— start of RECORDS TO USE —

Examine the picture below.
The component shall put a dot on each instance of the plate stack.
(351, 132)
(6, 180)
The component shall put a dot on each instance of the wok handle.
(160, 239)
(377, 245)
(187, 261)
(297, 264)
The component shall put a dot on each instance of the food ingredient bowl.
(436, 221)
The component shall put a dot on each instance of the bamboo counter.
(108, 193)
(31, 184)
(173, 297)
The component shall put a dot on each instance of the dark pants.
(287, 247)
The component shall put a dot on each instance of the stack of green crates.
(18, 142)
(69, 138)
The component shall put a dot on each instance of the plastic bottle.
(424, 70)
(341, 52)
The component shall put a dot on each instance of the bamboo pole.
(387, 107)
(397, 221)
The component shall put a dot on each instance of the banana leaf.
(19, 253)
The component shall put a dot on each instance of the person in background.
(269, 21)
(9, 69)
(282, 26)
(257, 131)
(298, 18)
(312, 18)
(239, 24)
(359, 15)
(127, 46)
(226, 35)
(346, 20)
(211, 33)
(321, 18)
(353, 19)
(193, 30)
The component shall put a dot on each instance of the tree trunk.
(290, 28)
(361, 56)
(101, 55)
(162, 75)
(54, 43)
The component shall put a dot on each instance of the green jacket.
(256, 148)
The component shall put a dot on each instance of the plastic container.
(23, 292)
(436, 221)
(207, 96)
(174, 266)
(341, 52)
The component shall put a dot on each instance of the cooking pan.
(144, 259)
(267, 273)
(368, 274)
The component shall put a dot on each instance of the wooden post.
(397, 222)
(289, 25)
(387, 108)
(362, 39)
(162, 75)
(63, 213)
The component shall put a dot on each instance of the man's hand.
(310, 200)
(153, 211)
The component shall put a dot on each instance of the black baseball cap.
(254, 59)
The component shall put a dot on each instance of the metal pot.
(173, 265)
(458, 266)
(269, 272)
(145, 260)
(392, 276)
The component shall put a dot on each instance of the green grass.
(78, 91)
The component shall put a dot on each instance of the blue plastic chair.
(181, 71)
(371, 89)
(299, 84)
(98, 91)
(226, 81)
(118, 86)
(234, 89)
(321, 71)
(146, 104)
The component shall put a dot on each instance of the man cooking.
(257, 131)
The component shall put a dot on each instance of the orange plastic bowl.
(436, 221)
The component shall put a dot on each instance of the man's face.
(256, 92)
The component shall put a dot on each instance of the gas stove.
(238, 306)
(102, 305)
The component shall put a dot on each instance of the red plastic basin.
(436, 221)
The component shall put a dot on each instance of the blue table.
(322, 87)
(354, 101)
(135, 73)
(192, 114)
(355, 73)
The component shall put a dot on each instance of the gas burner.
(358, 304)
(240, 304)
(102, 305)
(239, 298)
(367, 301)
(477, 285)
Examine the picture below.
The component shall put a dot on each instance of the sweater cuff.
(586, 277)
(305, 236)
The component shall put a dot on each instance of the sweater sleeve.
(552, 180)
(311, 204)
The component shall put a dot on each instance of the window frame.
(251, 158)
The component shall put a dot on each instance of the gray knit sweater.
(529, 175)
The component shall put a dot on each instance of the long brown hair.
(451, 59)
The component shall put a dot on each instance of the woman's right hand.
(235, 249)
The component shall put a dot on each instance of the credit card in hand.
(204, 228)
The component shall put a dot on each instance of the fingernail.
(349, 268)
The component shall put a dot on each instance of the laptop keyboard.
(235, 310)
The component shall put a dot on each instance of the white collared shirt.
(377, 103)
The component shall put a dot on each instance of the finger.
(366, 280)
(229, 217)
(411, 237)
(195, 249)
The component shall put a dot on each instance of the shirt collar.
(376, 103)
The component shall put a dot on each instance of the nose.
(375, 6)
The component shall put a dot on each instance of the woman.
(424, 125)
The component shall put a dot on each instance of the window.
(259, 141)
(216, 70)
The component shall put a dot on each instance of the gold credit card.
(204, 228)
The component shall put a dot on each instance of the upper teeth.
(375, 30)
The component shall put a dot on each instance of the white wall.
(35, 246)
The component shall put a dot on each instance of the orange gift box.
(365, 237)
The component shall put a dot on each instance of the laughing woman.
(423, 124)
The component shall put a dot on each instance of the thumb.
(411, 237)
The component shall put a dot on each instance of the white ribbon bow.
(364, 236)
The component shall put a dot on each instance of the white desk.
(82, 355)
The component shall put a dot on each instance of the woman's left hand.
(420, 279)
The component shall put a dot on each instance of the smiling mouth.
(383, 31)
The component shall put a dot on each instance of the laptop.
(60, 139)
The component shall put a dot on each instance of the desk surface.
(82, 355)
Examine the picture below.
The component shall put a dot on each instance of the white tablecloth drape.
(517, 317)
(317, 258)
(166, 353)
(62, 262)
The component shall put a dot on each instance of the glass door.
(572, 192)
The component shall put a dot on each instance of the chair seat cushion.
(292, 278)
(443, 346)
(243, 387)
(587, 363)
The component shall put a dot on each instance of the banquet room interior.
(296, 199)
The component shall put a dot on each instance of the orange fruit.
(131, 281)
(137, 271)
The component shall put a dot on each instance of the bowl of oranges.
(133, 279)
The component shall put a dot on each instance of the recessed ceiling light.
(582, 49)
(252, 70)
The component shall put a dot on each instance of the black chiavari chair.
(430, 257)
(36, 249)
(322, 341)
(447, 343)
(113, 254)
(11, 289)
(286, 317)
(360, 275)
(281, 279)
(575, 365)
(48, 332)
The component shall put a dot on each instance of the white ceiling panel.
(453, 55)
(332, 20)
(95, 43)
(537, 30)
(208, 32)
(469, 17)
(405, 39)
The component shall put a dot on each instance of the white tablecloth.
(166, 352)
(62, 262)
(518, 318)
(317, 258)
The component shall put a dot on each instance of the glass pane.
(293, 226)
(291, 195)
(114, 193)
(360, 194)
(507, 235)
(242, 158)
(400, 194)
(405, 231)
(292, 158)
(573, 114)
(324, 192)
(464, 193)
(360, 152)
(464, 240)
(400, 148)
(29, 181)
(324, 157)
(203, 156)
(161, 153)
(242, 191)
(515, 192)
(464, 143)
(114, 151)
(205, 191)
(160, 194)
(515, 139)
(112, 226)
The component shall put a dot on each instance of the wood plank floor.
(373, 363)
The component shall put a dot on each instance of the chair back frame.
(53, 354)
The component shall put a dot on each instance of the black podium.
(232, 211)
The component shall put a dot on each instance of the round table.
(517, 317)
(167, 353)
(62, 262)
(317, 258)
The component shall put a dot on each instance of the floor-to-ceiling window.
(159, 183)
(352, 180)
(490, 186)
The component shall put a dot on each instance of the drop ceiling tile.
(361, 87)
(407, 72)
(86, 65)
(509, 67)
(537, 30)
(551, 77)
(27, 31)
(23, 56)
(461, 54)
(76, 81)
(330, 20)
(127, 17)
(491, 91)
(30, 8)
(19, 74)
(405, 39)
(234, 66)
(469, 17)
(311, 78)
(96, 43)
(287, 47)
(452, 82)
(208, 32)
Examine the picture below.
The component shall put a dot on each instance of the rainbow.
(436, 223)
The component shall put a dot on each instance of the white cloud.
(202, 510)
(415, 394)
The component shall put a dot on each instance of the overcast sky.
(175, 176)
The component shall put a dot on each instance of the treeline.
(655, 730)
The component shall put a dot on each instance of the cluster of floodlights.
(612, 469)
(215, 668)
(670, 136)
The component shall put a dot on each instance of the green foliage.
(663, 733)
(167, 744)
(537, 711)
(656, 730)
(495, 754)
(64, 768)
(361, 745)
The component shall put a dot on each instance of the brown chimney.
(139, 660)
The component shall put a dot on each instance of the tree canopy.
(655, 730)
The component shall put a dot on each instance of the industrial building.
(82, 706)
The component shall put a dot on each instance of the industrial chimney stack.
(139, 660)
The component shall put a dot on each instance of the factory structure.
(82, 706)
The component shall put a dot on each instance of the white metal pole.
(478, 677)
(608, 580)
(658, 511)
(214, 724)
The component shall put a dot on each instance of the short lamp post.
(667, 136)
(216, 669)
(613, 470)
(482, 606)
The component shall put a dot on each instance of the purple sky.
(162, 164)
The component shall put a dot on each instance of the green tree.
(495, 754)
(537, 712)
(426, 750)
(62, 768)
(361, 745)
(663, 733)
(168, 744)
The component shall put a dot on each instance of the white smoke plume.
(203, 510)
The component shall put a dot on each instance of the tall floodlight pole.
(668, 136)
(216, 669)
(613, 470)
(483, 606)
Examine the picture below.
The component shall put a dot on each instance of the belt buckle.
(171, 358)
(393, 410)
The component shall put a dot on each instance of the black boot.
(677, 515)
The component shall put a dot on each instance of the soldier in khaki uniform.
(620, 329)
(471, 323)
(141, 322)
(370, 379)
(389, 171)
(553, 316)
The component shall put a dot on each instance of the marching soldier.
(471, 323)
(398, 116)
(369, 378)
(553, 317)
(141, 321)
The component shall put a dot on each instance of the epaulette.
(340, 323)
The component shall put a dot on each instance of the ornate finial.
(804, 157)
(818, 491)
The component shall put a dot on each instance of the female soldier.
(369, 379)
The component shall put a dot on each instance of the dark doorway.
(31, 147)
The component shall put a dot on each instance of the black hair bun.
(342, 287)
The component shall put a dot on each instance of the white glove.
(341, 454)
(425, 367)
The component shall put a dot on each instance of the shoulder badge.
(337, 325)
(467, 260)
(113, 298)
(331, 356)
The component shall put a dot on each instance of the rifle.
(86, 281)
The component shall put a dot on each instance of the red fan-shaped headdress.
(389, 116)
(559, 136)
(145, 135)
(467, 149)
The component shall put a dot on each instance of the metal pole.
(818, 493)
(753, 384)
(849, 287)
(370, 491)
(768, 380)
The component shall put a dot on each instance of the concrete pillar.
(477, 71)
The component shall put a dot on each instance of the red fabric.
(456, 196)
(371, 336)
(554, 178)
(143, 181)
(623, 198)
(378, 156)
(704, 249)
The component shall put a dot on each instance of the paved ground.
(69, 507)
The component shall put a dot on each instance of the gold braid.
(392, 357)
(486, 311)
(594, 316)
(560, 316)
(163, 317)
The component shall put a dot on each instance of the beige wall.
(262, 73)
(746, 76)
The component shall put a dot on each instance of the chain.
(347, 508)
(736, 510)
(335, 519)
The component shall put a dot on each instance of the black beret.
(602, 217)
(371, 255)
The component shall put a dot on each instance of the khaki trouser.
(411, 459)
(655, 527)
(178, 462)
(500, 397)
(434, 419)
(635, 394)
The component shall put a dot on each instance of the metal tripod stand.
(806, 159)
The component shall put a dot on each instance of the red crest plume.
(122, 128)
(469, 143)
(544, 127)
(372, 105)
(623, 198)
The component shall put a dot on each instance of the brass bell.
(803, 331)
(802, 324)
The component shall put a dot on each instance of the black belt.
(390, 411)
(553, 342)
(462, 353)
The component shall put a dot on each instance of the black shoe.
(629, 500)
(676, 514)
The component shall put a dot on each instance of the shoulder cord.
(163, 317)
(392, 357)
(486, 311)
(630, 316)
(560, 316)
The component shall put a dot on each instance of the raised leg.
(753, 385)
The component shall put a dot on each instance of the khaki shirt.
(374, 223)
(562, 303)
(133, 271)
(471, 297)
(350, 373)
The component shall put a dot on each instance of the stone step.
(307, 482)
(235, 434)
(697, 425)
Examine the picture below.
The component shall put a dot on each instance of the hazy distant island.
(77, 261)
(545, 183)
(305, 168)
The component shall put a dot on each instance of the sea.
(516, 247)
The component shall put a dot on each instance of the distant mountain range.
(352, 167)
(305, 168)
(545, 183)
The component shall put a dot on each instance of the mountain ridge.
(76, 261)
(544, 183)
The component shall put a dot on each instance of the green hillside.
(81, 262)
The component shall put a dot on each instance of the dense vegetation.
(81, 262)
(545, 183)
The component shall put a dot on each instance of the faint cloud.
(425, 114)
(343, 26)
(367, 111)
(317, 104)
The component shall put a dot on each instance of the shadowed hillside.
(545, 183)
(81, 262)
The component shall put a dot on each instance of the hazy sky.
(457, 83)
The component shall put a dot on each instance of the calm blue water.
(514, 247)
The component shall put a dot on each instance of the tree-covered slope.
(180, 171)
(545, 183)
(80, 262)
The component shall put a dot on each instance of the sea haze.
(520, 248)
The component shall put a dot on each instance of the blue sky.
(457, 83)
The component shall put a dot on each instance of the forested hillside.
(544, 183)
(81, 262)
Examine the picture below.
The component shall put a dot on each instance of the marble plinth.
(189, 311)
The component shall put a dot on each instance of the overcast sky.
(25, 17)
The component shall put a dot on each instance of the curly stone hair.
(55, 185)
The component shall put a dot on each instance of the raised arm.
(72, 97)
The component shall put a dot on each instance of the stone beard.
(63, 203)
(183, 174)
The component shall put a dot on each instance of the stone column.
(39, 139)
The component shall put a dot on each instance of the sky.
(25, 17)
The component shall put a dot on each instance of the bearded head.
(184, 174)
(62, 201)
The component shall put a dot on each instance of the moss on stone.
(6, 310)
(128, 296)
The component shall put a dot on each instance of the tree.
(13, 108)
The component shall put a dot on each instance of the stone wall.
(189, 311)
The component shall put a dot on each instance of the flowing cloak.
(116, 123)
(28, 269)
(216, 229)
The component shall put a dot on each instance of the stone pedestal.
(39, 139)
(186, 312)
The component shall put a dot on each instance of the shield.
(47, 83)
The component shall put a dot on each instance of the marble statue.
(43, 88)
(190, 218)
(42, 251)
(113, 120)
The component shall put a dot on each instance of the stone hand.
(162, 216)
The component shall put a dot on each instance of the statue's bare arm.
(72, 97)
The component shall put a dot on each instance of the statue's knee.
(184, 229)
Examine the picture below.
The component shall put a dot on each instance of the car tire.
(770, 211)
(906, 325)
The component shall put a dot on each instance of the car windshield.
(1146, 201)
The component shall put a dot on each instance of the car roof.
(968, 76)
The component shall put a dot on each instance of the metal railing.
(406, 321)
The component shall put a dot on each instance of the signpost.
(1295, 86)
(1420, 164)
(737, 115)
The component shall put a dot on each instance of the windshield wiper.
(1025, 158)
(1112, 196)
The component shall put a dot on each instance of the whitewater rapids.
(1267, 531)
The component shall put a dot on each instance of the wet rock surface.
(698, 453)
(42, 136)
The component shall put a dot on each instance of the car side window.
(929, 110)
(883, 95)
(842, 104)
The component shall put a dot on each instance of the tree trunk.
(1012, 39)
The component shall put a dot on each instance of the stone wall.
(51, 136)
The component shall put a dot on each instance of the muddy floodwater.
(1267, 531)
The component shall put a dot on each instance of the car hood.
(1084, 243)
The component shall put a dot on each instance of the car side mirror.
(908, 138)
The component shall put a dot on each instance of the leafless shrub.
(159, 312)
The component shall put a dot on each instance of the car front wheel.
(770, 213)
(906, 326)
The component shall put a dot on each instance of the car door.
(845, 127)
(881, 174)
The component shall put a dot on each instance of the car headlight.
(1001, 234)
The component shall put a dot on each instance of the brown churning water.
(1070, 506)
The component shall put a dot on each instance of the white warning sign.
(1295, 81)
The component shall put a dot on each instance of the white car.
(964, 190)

— end of RECORDS TO USE —

> **JOB**
Please rewrite every line from the one containing "brown churning water." through the end of the records, offsetting each coordinate value by -116 and leaving all other text unchanged.

> **RESULT**
The component shall put a dot on each instance of the brown churning water.
(954, 390)
The component shall put a dot on each instance of the white warning sign.
(1179, -35)
The component shall put a dot on each instance of the white car.
(848, 74)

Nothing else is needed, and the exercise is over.